(Stored data entries)

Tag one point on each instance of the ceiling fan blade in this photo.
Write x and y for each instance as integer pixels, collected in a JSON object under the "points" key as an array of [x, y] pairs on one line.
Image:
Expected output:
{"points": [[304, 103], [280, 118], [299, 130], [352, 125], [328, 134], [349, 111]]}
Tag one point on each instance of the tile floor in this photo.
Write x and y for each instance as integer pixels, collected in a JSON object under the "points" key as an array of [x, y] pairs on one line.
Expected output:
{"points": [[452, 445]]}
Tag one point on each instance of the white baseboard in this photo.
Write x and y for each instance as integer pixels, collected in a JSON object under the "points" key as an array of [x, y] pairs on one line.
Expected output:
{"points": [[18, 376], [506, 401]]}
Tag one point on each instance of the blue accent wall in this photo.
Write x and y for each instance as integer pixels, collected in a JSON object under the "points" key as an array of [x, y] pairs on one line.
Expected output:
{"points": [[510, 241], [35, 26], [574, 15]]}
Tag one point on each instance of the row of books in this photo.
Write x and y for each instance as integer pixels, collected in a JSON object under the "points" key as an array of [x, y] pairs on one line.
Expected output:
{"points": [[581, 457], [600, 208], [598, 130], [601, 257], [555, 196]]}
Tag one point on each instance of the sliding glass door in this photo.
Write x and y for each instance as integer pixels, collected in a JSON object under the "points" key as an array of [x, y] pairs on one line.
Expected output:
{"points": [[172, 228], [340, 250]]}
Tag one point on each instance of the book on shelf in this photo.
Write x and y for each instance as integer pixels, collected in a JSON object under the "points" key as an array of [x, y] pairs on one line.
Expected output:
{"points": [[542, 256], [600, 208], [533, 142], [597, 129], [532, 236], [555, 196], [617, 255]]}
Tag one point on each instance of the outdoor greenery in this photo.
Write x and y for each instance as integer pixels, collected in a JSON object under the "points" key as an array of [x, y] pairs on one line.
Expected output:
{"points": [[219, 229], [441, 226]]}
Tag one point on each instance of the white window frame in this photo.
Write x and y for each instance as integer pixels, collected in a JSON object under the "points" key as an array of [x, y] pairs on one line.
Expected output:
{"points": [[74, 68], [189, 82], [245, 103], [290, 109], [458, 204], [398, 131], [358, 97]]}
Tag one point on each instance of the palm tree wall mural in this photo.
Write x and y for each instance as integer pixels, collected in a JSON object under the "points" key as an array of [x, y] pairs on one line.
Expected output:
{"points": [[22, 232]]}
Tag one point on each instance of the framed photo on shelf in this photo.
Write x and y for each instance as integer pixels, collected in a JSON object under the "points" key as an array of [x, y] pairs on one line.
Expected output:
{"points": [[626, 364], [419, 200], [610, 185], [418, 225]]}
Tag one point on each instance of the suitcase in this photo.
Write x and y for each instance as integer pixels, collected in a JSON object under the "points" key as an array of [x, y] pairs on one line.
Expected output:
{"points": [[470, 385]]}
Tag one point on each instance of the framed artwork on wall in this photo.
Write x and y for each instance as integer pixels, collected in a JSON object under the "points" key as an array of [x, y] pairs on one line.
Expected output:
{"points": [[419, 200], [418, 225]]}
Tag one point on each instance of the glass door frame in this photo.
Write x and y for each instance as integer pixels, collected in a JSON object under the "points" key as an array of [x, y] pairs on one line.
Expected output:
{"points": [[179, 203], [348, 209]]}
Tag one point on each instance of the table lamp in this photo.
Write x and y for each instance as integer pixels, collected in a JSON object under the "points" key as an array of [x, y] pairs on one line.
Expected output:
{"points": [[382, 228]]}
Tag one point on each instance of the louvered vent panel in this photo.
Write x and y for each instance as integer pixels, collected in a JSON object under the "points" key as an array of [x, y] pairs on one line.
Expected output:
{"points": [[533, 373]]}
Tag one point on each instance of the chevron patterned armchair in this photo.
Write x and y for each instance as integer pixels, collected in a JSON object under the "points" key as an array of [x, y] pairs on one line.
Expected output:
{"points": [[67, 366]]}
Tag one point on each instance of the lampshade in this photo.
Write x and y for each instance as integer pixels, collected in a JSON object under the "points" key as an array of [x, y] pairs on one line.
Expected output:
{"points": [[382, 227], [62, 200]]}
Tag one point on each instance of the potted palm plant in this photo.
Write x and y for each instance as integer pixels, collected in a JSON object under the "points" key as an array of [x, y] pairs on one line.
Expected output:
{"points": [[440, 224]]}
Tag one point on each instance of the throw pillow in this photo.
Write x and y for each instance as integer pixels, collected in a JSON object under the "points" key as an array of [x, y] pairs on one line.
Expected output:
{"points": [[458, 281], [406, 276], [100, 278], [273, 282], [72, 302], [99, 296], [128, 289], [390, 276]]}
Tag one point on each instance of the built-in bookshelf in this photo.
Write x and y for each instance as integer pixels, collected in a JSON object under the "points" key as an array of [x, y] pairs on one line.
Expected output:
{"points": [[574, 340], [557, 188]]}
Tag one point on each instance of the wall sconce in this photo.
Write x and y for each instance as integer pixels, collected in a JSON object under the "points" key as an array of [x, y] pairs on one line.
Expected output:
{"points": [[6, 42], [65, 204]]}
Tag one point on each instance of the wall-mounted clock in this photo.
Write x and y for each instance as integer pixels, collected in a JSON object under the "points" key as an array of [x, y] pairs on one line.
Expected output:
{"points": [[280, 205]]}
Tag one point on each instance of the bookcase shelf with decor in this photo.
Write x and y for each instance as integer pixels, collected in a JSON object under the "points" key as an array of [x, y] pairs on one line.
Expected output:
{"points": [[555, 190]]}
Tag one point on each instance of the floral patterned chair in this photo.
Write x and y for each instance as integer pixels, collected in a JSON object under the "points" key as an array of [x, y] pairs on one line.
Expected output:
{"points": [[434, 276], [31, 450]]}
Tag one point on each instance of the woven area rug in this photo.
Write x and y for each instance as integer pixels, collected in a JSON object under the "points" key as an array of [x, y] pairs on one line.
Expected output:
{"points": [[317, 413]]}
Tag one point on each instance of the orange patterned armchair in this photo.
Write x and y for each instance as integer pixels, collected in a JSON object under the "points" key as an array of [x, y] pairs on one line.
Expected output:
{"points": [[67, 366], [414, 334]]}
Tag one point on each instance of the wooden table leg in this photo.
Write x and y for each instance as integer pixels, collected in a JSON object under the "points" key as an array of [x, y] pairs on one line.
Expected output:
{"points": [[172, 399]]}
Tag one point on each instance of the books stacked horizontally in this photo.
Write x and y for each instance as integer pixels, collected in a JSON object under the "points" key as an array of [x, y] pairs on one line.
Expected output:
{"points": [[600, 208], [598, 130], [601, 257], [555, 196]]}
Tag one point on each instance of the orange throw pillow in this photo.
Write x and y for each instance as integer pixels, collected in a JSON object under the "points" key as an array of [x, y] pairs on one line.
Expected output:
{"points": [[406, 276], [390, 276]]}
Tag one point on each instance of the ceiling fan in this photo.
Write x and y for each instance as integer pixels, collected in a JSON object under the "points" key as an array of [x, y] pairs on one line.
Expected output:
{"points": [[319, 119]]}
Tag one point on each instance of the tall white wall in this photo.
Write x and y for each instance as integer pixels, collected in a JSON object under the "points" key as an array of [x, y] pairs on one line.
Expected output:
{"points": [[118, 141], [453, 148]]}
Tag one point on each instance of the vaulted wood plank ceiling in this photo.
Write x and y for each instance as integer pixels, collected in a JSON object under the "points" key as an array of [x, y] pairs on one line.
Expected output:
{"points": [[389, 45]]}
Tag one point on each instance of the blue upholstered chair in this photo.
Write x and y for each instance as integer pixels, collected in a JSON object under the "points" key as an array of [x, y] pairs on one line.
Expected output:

● Your assignment
How many lines in the entries include "wall"? Only the number is wanted.

● Answer area
6